- _TAREFAS A REALIZAR_:
(1) Segundo o trecho sobre a fala de Bolsonaro a respeito da ONU, em que data está marcada a próxima reunião das Nações Unidas?
(2) Indique se cada afirmação concorda com o trecho sobre a fala de Bolsonaro a respeito da ONU, respondendo sim ou não e citando as palavras decisivas do trecho: (a) Bolsonaro declarou que queria falar sobre a Amazônia na ONU. (b) A próxima reunião das Nações Unidas ocorrerá em Genebra. (c) Bolsonaro passará por mais uma cirurgia reparadora nos próximos dias.
(3) Escreva a continuação do trecho sobre a fala de Bolsonaro a respeito da ONU a partir da última frase apresentada.

- _TRECHO DE ORIGEM_:
Ao falar que vai à ONU ‘nem que seja numa cadeira de rodas’, Bolsonaro desvirtua condição de pessoa com deficiência
O presidente Jair Bolsonaro e sua groselha discursiva já ocupam parte importante do noticiário e reluto em reservar espaço também nesta coluna a ele, mas desta vez, eu e minha trupe “malacabada” fomos os chamados para repercutir sua prosódia cacarejante.
Disse o mandatário, no começo da semana: “Eu vou comparecer à ONU nem que seja de cadeira de rodas, de maca. Vou comparecer porque eu quero falar sobre a Amazônia, mostrar para o mundo com bastante conhecimento, com patriotismo, falar sobre essa área ignorada por tantos governos que me antecederam”.
O contexto é que a próxima reunião das Nações Unidas está marcada para 20 de setembro, em Nova York, nos EUA, e Bolsonaro irá passar, nos próximos dias, por mais uma cirurgia reparadora em consequência da facada que levou no bucho no ano passado.

- _LISTAGEM_:

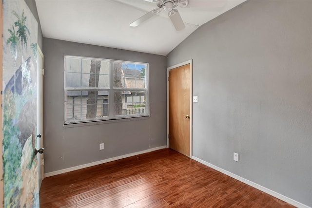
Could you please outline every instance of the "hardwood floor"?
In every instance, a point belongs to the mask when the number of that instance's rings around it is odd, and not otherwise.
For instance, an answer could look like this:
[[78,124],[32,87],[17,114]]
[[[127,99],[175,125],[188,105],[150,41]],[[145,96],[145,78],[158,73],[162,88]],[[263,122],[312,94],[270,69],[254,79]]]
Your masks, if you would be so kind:
[[41,208],[288,208],[170,149],[45,178]]

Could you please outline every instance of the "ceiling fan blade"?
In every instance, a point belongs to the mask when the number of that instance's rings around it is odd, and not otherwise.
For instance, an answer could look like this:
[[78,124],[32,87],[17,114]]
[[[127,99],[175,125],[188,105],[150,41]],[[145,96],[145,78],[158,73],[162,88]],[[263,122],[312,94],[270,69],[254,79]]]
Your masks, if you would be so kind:
[[131,27],[136,27],[139,25],[140,24],[141,24],[144,21],[145,21],[147,19],[151,18],[152,17],[157,14],[161,11],[161,9],[160,9],[160,8],[153,9],[150,12],[145,14],[144,15],[141,17],[140,18],[138,19],[136,21],[132,22],[129,25],[131,26]]
[[179,11],[177,9],[173,9],[168,13],[168,15],[176,28],[176,30],[178,31],[185,28],[184,22],[182,20]]

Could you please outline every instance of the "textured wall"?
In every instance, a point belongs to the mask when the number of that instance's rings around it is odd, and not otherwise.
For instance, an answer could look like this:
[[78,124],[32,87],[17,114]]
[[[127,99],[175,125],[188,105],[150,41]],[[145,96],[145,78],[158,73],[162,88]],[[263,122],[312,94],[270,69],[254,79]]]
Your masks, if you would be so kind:
[[29,9],[33,13],[34,17],[36,19],[36,20],[37,20],[37,22],[38,22],[38,45],[40,47],[40,48],[41,50],[42,50],[42,39],[43,38],[42,36],[42,32],[41,30],[41,25],[40,24],[40,20],[39,20],[39,17],[38,16],[38,12],[37,12],[37,7],[36,5],[36,1],[35,0],[25,0],[25,2],[26,2],[28,7],[29,7]]
[[[43,47],[45,172],[166,145],[166,57],[46,38]],[[149,63],[150,117],[64,128],[64,55]]]
[[310,207],[312,10],[248,1],[167,56],[168,67],[193,59],[194,156]]

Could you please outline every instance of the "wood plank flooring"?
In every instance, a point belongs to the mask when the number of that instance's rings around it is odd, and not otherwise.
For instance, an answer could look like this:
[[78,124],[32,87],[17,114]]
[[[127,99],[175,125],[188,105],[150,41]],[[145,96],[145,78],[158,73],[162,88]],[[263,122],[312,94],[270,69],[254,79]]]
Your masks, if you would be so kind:
[[41,208],[292,208],[165,149],[44,178]]

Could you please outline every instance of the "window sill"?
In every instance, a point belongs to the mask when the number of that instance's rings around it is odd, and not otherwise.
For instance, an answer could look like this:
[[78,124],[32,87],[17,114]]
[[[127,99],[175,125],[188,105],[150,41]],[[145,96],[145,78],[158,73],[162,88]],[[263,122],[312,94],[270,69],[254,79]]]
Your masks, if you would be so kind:
[[145,115],[144,116],[139,117],[134,117],[132,118],[120,118],[111,119],[109,120],[103,120],[101,121],[85,121],[80,123],[64,123],[63,125],[64,129],[67,129],[68,128],[73,127],[79,127],[81,126],[93,126],[99,124],[105,124],[111,123],[120,123],[123,122],[131,122],[134,121],[136,121],[139,120],[145,120],[149,118],[149,115]]

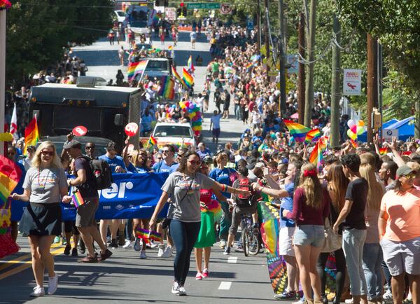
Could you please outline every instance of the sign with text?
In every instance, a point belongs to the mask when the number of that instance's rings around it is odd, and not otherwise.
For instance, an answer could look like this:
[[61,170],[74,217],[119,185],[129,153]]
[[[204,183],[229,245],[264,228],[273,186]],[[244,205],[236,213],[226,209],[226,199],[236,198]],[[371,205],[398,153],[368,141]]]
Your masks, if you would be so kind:
[[343,95],[362,95],[362,70],[344,69],[343,77]]

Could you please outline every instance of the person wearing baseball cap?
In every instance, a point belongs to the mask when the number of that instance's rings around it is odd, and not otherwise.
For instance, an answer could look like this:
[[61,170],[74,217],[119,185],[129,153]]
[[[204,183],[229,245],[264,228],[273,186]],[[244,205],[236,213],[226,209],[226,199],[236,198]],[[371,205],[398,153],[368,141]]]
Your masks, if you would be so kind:
[[[400,167],[394,189],[386,192],[381,202],[379,240],[392,276],[395,303],[402,303],[406,274],[410,284],[420,284],[420,190],[413,186],[416,174],[405,165]],[[413,299],[419,298],[418,289],[411,291]]]

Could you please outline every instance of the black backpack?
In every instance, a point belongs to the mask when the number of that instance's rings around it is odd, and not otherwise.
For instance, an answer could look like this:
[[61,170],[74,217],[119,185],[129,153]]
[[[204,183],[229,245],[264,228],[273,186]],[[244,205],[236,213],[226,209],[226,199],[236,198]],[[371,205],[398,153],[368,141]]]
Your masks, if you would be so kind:
[[88,156],[80,156],[89,161],[97,190],[108,189],[112,184],[112,172],[108,163],[104,160],[92,159]]

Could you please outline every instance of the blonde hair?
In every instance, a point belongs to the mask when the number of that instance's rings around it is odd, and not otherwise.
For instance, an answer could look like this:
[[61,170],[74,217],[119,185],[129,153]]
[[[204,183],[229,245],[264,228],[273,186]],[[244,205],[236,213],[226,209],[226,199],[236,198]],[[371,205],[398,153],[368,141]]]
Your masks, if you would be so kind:
[[322,207],[322,187],[318,176],[304,176],[305,171],[315,171],[316,167],[311,163],[304,164],[300,169],[300,179],[299,188],[304,190],[306,205],[314,209],[321,209]]
[[379,211],[384,196],[384,188],[377,181],[373,166],[370,163],[360,165],[359,172],[360,176],[368,181],[368,209]]
[[35,168],[39,168],[41,165],[41,151],[47,148],[52,148],[54,151],[54,155],[52,156],[52,160],[51,160],[51,167],[56,168],[62,168],[63,166],[61,164],[61,160],[57,155],[57,150],[55,149],[55,146],[52,143],[52,141],[43,141],[36,148],[35,151],[35,155],[34,155],[34,158],[32,158],[32,161],[31,163],[31,167],[34,167]]

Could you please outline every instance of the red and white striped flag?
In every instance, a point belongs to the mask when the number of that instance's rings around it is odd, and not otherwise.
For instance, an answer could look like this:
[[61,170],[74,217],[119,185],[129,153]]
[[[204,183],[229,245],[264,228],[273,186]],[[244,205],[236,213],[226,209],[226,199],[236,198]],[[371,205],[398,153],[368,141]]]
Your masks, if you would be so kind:
[[12,113],[12,120],[10,121],[10,133],[15,140],[19,139],[18,134],[18,115],[16,114],[16,104],[13,106],[13,113]]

- _RESULTADOS DO EXERCÍCIO_:
(1) Em 20 de setembro.

(2)
(a) Sim: "Vou comparecer porque eu quero falar sobre a Amazônia".
(b) Não: "está marcada para 20 de setembro, em Nova York, nos EUA".
(c) Sim: "Bolsonaro irá passar, nos próximos dias, por mais uma cirurgia reparadora".

(3)
Possivelmente, até a segunda dezena do mês, época do evento, o presidente ainda estará em recuperação, mas não pretende perder, sob nenhuma hipótese, a oportunidade de falar “ao mundo”, ainda que isso seja feito em situação que ele entende penosa.
Ainda falta um queijo e uma rapadura para que a sociedade consiga entender adequadamente a dimensão do caminhão de abacate podre despejado sobre um cadeirante, uma pessoa com restrições motoras, quando a autoridade máxima de um país iguala um instrumento de acessibilidade e inclusão, determinante para a liberdade de milhares de indivíduos, a um martírio ou um castigo imposto a desgraçados em desordem com o bem-estar.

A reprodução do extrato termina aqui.